WORK TO BE COMPLETED: Write every line of the material out exactly as shown.

__________________________________________________

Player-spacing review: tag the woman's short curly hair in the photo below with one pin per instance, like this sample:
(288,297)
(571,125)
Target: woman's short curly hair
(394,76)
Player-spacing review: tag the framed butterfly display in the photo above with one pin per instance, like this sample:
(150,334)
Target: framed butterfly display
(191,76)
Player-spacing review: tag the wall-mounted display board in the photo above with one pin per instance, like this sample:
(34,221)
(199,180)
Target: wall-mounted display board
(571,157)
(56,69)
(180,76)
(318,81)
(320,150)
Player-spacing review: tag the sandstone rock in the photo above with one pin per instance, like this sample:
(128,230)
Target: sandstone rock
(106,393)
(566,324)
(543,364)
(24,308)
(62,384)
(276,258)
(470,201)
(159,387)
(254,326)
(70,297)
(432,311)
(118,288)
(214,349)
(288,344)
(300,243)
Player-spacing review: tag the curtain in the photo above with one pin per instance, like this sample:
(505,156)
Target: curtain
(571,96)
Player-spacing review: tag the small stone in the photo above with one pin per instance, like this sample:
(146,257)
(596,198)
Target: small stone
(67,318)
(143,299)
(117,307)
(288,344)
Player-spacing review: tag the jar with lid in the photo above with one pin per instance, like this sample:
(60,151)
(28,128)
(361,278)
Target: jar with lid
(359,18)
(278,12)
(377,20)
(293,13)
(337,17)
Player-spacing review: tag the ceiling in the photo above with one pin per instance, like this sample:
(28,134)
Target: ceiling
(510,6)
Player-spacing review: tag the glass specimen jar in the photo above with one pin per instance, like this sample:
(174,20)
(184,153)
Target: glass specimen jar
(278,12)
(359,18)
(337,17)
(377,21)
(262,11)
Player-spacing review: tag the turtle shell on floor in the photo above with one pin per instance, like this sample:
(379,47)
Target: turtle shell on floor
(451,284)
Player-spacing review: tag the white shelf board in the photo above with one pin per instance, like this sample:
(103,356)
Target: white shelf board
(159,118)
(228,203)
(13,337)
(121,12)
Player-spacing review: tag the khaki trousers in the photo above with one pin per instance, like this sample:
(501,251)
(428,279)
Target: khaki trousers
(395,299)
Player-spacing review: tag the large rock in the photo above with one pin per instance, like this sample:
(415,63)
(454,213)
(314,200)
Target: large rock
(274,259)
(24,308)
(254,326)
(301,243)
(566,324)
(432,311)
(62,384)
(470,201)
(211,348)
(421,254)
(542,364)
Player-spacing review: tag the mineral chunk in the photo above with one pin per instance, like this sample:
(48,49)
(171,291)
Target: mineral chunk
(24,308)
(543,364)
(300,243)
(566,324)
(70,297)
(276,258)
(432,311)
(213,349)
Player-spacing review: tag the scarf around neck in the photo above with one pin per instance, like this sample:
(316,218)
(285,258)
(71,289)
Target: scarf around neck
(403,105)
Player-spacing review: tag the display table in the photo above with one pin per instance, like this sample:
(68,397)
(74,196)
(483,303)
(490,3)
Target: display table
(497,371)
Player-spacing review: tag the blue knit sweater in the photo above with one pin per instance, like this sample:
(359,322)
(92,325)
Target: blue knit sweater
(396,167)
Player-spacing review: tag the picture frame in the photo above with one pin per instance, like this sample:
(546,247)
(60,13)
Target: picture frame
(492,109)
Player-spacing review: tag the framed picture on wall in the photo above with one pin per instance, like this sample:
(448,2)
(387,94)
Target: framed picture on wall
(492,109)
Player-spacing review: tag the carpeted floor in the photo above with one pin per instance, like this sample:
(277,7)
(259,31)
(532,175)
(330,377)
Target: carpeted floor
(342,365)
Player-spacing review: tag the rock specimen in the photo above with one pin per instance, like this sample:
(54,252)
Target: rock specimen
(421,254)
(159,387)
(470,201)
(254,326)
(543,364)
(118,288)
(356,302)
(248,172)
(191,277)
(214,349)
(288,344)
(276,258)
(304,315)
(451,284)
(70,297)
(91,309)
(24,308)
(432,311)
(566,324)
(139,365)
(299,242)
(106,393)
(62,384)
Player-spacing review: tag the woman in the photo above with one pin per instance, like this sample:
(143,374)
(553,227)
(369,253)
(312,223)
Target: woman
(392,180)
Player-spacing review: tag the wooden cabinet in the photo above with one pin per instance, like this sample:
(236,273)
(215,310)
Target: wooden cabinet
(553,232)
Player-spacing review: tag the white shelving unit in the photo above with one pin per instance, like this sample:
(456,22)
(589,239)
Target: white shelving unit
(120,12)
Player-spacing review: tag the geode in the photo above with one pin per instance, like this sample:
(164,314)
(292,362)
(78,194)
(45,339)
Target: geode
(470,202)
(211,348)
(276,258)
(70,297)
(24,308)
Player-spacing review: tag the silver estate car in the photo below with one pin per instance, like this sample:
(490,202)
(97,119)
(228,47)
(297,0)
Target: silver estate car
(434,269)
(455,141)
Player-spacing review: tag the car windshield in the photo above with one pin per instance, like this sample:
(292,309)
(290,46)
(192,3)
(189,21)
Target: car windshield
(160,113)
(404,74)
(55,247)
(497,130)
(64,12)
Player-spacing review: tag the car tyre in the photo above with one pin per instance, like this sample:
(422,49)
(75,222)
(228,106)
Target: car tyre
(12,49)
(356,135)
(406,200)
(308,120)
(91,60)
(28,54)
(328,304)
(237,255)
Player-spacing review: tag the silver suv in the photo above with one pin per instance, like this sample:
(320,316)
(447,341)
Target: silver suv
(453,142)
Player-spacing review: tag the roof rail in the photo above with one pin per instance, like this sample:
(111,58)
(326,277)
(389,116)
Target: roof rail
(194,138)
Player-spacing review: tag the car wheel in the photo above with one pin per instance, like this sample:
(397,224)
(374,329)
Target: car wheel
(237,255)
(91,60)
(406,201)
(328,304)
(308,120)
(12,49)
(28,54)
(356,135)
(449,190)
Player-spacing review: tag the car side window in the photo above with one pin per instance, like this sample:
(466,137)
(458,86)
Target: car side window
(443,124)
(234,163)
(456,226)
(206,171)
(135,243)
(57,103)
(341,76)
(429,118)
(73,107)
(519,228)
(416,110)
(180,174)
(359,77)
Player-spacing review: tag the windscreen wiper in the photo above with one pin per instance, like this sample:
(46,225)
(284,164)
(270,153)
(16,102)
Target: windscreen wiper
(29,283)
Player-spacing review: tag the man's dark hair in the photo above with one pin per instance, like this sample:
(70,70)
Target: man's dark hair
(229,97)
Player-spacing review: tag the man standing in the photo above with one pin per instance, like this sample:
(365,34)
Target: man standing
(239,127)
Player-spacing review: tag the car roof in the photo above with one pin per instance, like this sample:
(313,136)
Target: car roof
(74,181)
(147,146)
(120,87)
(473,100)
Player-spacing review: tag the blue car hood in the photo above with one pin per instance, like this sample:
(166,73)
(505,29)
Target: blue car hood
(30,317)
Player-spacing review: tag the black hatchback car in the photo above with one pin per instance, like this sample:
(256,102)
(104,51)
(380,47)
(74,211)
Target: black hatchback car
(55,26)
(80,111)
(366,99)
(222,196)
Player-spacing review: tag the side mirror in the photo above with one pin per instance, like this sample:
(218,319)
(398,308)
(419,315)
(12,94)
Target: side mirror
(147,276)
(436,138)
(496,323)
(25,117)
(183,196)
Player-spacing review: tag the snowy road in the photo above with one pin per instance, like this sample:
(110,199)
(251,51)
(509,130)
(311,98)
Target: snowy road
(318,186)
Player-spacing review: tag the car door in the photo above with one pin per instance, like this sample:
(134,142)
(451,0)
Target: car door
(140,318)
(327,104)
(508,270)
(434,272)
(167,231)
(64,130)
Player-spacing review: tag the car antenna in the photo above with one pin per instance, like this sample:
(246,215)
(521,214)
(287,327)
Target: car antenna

__________________________________________________

RESULT FOR THIS EXERCISE:
Player-spacing review: tag the woman's short curly hair in the photo below with one pin per instance, like this sample:
(288,297)
(571,125)
Target: woman's short curly hair
(394,76)
Player-spacing review: tag the framed butterfly display in the photo above with one pin per instance, like this sample:
(150,334)
Target: framed butterfly display
(191,76)
Player-spacing review: tag the wall-mounted display board in the photo above with one pin per instance, like this sample:
(34,221)
(199,180)
Target: wall-mounted display board
(571,157)
(56,69)
(180,76)
(318,81)
(320,150)
Player-spacing review: tag the sandstone rock in the photo above with one pin per instance, like this sample:
(128,230)
Target: sandstone rock
(106,393)
(566,324)
(543,364)
(24,308)
(62,384)
(276,258)
(470,201)
(159,387)
(254,326)
(70,297)
(432,311)
(118,288)
(214,349)
(288,344)
(300,243)
Player-spacing review: tag the curtain in the photo above with one pin per instance, like this sample:
(505,156)
Target: curtain
(571,96)
Player-spacing review: tag the small stone in the photo above with one pin per instance, like this sample:
(146,257)
(596,198)
Target: small stone
(67,318)
(143,299)
(117,307)
(288,344)
Player-spacing review: tag the jar with lid in the photo above with one pin per instance, like this sample:
(60,151)
(28,128)
(361,278)
Target: jar with lid
(359,18)
(278,12)
(377,20)
(293,13)
(337,17)
Player-spacing review: tag the ceiling in the photo above with one pin per instance, like this sample:
(28,134)
Target: ceiling
(510,6)
Player-spacing review: tag the glass specimen jar in the photo above with one pin per instance, like this sample:
(174,20)
(184,153)
Target: glass specimen jar
(278,12)
(359,18)
(337,17)
(377,21)
(262,11)
Player-spacing review: tag the turtle shell on floor in the photo above with one pin per instance, like this sample:
(379,47)
Target: turtle shell on floor
(451,284)
Player-spacing review: tag the white shelf board in the photo above with one pin per instance, like this sample:
(103,356)
Target: white shelf board
(159,118)
(228,203)
(13,337)
(121,12)
Player-spacing review: tag the khaki trousers in the photo above with one pin per instance, like this sample:
(501,251)
(428,279)
Target: khaki trousers
(395,299)
Player-spacing review: tag the large rock in the photo above with one pin per instance, like this sample:
(415,63)
(454,213)
(314,200)
Target: large rock
(274,259)
(24,308)
(254,326)
(301,243)
(566,324)
(432,311)
(62,384)
(470,201)
(211,348)
(421,254)
(542,364)
Player-spacing review: tag the mineral chunk in the photo above with one pin per instance, like this sample:
(48,49)
(171,291)
Target: mineral chunk
(24,308)
(543,364)
(300,243)
(566,324)
(70,297)
(276,258)
(432,311)
(213,349)
Player-spacing review: tag the scarf around neck in the photo above with one pin per instance, like this sample:
(316,218)
(285,258)
(71,289)
Target: scarf around neck
(403,105)
Player-spacing review: tag the display table in the photo above with one pin per instance, like this sample:
(68,397)
(74,196)
(483,303)
(490,3)
Target: display table
(497,371)
Player-spacing review: tag the blue knit sweater in the photo above with one pin per instance, like this sample:
(359,322)
(92,325)
Target: blue knit sweater
(396,167)
Player-spacing review: tag the picture frame in the photo above with one pin per instance, like this sample:
(546,247)
(60,13)
Target: picture frame
(492,109)
Player-spacing review: tag the framed picture on wall in the photo above with one pin per instance, like this sample:
(448,2)
(387,94)
Target: framed picture on wall
(492,109)
Player-spacing review: tag the carpeted floor in the photo above with one pin per instance, like this sample:
(277,7)
(259,31)
(532,175)
(330,377)
Target: carpeted floor
(342,365)
Player-spacing review: tag the rock specimen in the photo above with one pin per instance, like this sample:
(54,252)
Target: rock specimen
(421,254)
(159,387)
(470,201)
(254,326)
(543,364)
(118,288)
(356,302)
(248,172)
(191,277)
(214,349)
(288,344)
(276,258)
(304,315)
(451,284)
(70,297)
(91,309)
(24,308)
(432,311)
(566,324)
(139,365)
(299,242)
(106,393)
(62,384)
Player-spacing review: tag the woman in the photo above with one pin per instance, like this sample:
(143,374)
(553,227)
(369,253)
(312,223)
Target: woman
(392,180)
Player-spacing review: tag the wooden cabinet in the photo above with one pin per instance, like this sample:
(236,273)
(215,310)
Target: wooden cabinet
(553,232)
Player-spacing review: tag the white shelving unit in the photo above with one pin per instance, like this sample:
(456,22)
(589,239)
Target: white shelving unit
(120,12)
Player-spacing review: tag the geode in the photo above with one pin per instance, like this sample:
(164,314)
(292,362)
(78,194)
(45,339)
Target: geode
(470,202)
(211,348)
(276,258)
(70,297)
(24,308)
Player-spacing review: tag the silver estate car in the photo below with one pin per instance, like this sample:
(490,202)
(97,119)
(228,47)
(297,0)
Target: silver estate car
(434,269)
(455,141)
Player-spacing review: tag the car windshield in the photo above with one pin per instance, like this sample:
(292,309)
(290,46)
(192,3)
(189,21)
Target: car windshield
(160,113)
(404,74)
(55,247)
(497,130)
(64,12)
Player-spacing review: tag the car tyre in the photo above with one pin per instance, like this sample:
(422,49)
(75,222)
(228,106)
Target: car tyre
(12,49)
(356,135)
(406,200)
(308,120)
(91,60)
(28,54)
(328,304)
(237,255)
Player-spacing review: tag the silver suv in the photo above with one pin per instance, like this sample:
(320,316)
(447,341)
Target: silver suv
(453,142)
Player-spacing review: tag the roof rail in the photo above with one pin per instance, like this sample:
(111,58)
(326,277)
(389,116)
Target: roof rail
(194,138)
Player-spacing review: tag the car wheel in the photo above with one pin per instance, like this sample:
(397,224)
(374,329)
Target: car wheel
(237,255)
(91,60)
(406,201)
(328,304)
(308,120)
(12,49)
(28,54)
(356,135)
(449,190)
Player-spacing review: tag the car side window in the photo above with one pin per instance, like this sample:
(466,137)
(458,86)
Target: car side window
(443,124)
(234,163)
(456,226)
(206,171)
(135,243)
(57,103)
(341,76)
(429,118)
(73,107)
(519,228)
(416,110)
(180,174)
(359,77)
Player-spacing review: tag the windscreen wiper in the photo above with one pin per instance, like this sample:
(46,225)
(284,164)
(270,153)
(16,102)
Target: windscreen wiper
(29,283)
Player-spacing review: tag the man's dark hair in the photo above with one pin per instance, like this sample:
(70,70)
Target: man's dark hair
(229,97)
Player-spacing review: tag the man standing in the photo above with one pin per instance, like this sample:
(365,34)
Target: man standing
(239,127)
Player-spacing review: tag the car roof in the photo above with one pin per instance, like this sample:
(313,136)
Target: car roof
(74,181)
(147,146)
(120,87)
(473,100)
Player-spacing review: tag the blue car hood in the photo above with one pin per instance, like this sample:
(166,73)
(505,29)
Target: blue car hood
(30,317)
Player-spacing review: tag the black hatchback car in the photo above with one pin per instance, like this sample:
(256,102)
(104,51)
(380,47)
(74,211)
Target: black hatchback car
(55,26)
(80,111)
(366,99)
(222,196)
Player-spacing review: tag the side mirror in the photo above with one pin per instance, like this sample:
(218,319)
(398,308)
(419,315)
(12,94)
Target: side mirror
(147,276)
(436,138)
(496,323)
(25,117)
(183,196)
Player-spacing review: tag the snowy road in the photo above with one pin per instance, like this sample:
(110,199)
(251,51)
(509,130)
(311,98)
Target: snowy road
(318,186)
Player-spacing review: tag the car door in the photo above with one pin per instance, like this sample:
(134,142)
(451,0)
Target: car door
(140,318)
(327,104)
(508,270)
(434,272)
(167,231)
(64,130)
Player-spacing review: tag the car antenna in the photo above with one pin per instance, like this sample:
(246,215)
(521,214)
(287,327)
Target: car antenna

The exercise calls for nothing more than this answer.